* TASK DETAILS
Could you duplicate the listing below line for line, leaving the pictures out of your answer?

====== EXERCISE MATERIAL

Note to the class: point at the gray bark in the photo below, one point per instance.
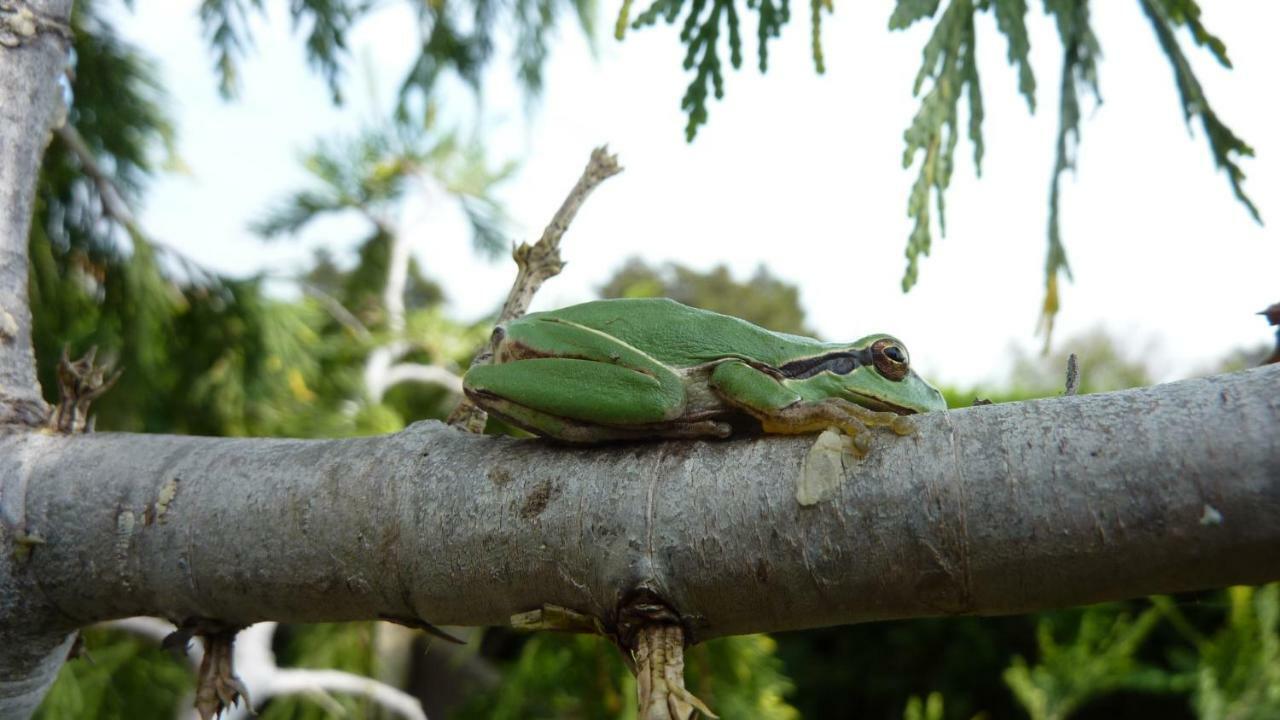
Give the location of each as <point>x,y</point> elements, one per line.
<point>32,55</point>
<point>987,510</point>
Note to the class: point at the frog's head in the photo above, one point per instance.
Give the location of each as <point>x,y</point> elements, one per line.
<point>873,372</point>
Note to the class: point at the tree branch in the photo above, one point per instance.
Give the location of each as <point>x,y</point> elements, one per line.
<point>987,510</point>
<point>536,263</point>
<point>33,42</point>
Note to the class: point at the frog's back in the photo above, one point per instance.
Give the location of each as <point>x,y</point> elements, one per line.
<point>680,335</point>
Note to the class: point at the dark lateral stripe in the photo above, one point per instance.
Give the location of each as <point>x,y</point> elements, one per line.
<point>840,363</point>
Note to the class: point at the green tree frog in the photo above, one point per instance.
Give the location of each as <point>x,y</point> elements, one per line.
<point>653,368</point>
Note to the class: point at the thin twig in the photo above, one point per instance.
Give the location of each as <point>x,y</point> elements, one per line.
<point>1073,374</point>
<point>536,263</point>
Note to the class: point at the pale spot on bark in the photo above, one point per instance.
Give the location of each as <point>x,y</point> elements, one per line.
<point>823,468</point>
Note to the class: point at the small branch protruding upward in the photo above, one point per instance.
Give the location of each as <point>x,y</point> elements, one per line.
<point>536,263</point>
<point>1073,374</point>
<point>80,383</point>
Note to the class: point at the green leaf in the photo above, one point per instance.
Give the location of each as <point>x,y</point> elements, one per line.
<point>1011,21</point>
<point>949,67</point>
<point>1079,54</point>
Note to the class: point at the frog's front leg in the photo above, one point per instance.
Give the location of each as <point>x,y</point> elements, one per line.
<point>782,410</point>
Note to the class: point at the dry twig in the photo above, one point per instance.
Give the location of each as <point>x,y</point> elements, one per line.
<point>538,263</point>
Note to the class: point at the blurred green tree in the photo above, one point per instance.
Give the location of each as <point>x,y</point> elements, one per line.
<point>947,76</point>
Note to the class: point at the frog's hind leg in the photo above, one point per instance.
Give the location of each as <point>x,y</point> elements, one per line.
<point>584,400</point>
<point>577,432</point>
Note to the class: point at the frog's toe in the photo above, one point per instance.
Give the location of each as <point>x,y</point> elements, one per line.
<point>903,425</point>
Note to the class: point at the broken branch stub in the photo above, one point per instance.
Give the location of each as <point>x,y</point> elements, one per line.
<point>536,264</point>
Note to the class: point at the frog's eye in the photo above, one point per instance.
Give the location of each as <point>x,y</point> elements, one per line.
<point>890,359</point>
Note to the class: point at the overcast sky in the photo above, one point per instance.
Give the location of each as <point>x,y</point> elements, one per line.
<point>796,172</point>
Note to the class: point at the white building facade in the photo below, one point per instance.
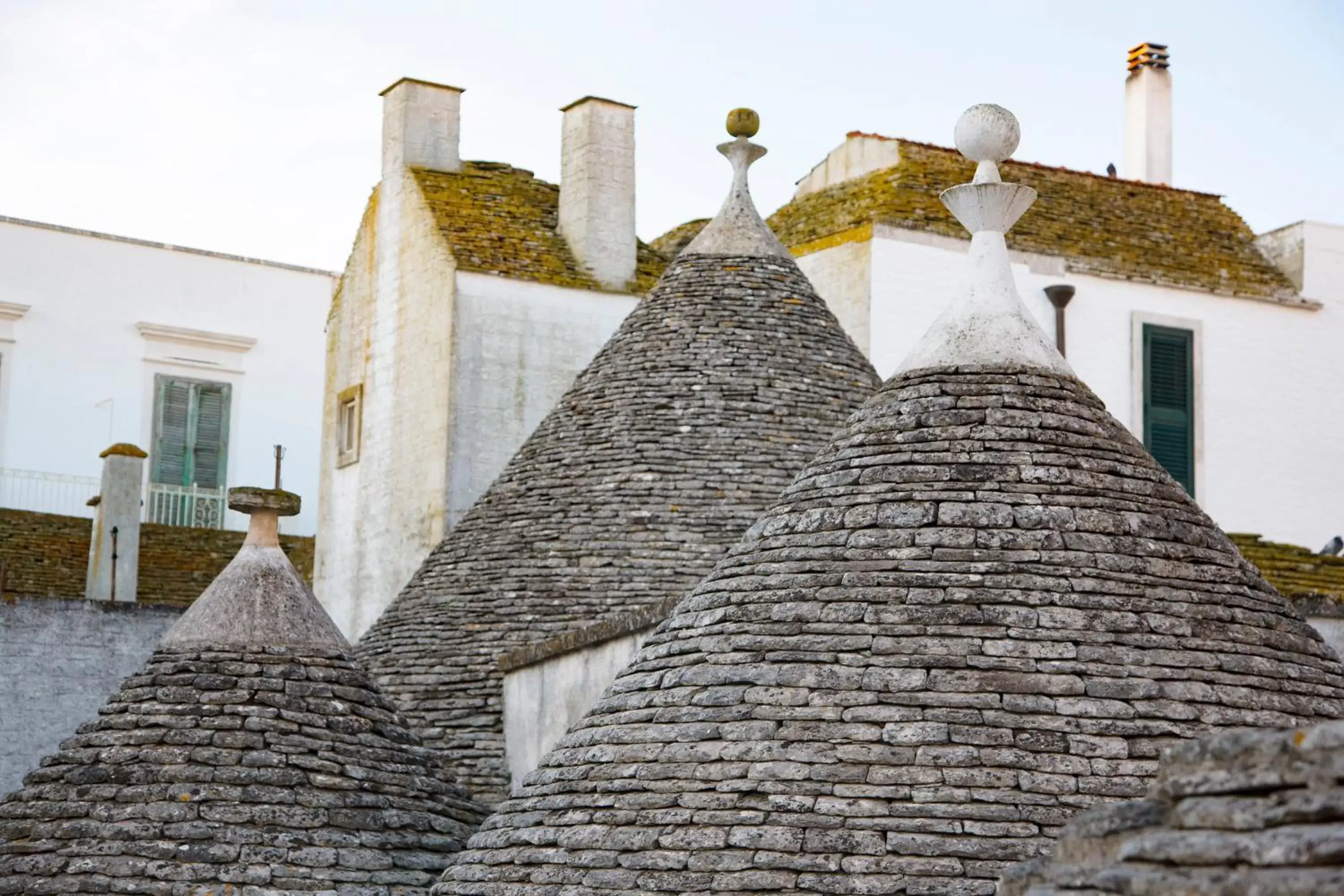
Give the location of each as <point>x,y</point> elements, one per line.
<point>474,296</point>
<point>203,361</point>
<point>1266,416</point>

============

* FINAL RESULT
Note to the class: point at the gray bark in the photo below, one point per instance.
Give the location of each as <point>x,y</point> elements, one per line.
<point>32,55</point>
<point>987,510</point>
Note to the class: point at the frog's head in the photo above, one point per instance.
Give the location of each as <point>x,y</point> elements, one per line.
<point>873,372</point>
Note to the class: point at the tree branch in the photo above, one point per instance.
Give the location of each as <point>x,y</point> elements, one per line.
<point>987,510</point>
<point>536,263</point>
<point>33,42</point>
Note to the class: point at the frog's back in the photo above, one point per instance.
Give the location of each as <point>x,y</point> elements, one per line.
<point>680,335</point>
Note to the class: point at the dark lateral stripe in the photo above, one point per instance.
Give the location of each as <point>x,y</point> elements, one per line.
<point>840,363</point>
Note to the class: point at the green tree frog in the photo above, one point per instance.
Give the location of each as <point>x,y</point> elements, one per line.
<point>653,368</point>
Note to the class: point at the thin twig in the photo above, one point per instance.
Give the location of each as <point>x,y</point> elements, one per line.
<point>1073,374</point>
<point>536,263</point>
Note to the class: point at the pale spot on bark in the photo above, one point per instance.
Give the location of each as <point>x,y</point> elements, one per line.
<point>823,468</point>
Note to the class: point at the small branch protruding upward in the photo above, one point per instance.
Give the location of each as <point>x,y</point> elements, one per line.
<point>536,263</point>
<point>1073,374</point>
<point>80,383</point>
Note to the class: point at the green leaf in the photo above, one point per instance.
Give the location of each as <point>x,y</point> elements, one per line.
<point>1011,21</point>
<point>949,67</point>
<point>1079,54</point>
Note to the class: point at the frog's front leg in the photo above, one point per instance.
Give the location of each as <point>x,y</point> elements, one per line.
<point>782,410</point>
Note to the class: point at the dry twig in the photo above, one point per instance.
Give the location of each as <point>x,y</point> elements, one per line.
<point>538,263</point>
Note to the class: point at the blurred green tree in the photo above, one point per instance.
Give the location of each as <point>x,y</point> elements, one per line.
<point>947,76</point>
Note to the class: point at the frog's hind leg in the photo above, one point per instance.
Give the location of each as <point>x,y</point> elements, one per line.
<point>584,400</point>
<point>577,432</point>
Note to the class: point at the frog's toe in the photo above, one point per instance.
Give the location of each as <point>x,y</point> elements, one per line.
<point>903,425</point>
Note to the class: point at the broken branch stub in the photo above, one point per instance.
Give the location of each as <point>x,y</point> elements, one per line.
<point>536,264</point>
Note to the class: point at the frog's eye in the photo above, one point per instance.
Give the location of each as <point>x,y</point> elements, one per line.
<point>890,359</point>
Note to the class: point at the overcast sky in the photo above, one point per instance.
Give the location of each as <point>x,y</point> elements, one per line.
<point>796,172</point>
Note to the class: point at the white building facade in the photo below, one point per instance.
Give the location of each as <point>x,y</point> elements, one per line.
<point>474,296</point>
<point>203,361</point>
<point>1266,416</point>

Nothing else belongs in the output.